— begin Selected passage —

# What is the BEST & SAFEST alloy wheel cleaner?



## Dean_82 (Feb 21, 2007)

The 'what is best' question is not normally a question I'd ask as the search function has the answers to most questions......
But on this occasion i'm gonna ask anyways 

I washed a friends BMW 5series 02 plate and his alloys where caked in brake dust etc... I went at it with APC at 4:1 which removed about 40% of it. I didnt have anything on me at the time that was stronger..
So I continued with the wash and left at that, but saying I'd clean them up better the following week. So last weekend I managed to get hold off 'Alu brite' not sure on the brand....I think it was Wilcox..
I used this knowing it was acid based and took extra, extra care and at 4:1.This seemed to remove 90% I then decided to use SRP and EGP. They looked good but on closeer inspection(whilst applying SRP) I noticed a very slight mark on the alloy which i'm sure is down to the 'alu brite'...its like a run mark?!?
I hoping the 100% mark can be reached with a agressive clay bar, but at a later date......
I wash my car weekly so only ever use shampoo and on the odd occasion APC, but incase I clean someones dirty car I feel I may need something stronger....

— end Selected passage —
— begin Data lines —

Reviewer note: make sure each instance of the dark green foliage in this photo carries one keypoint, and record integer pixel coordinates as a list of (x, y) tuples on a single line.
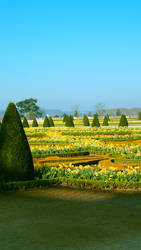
[(105, 121), (123, 121), (69, 121), (64, 117), (25, 123), (118, 113), (15, 156), (30, 108), (108, 118), (51, 122), (95, 122), (139, 116), (86, 121), (46, 122), (34, 123)]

— end Data lines —

Write out the wheel cleaner thread word for word, from "## Dean_82 (Feb" up to and including "to most questions......". Work only from the wheel cleaner thread.

● **Exercise answer**
## Dean_82 (Feb 21, 2007)

The 'what is best' question is not normally a question I'd ask as the search function has the answers to most questions......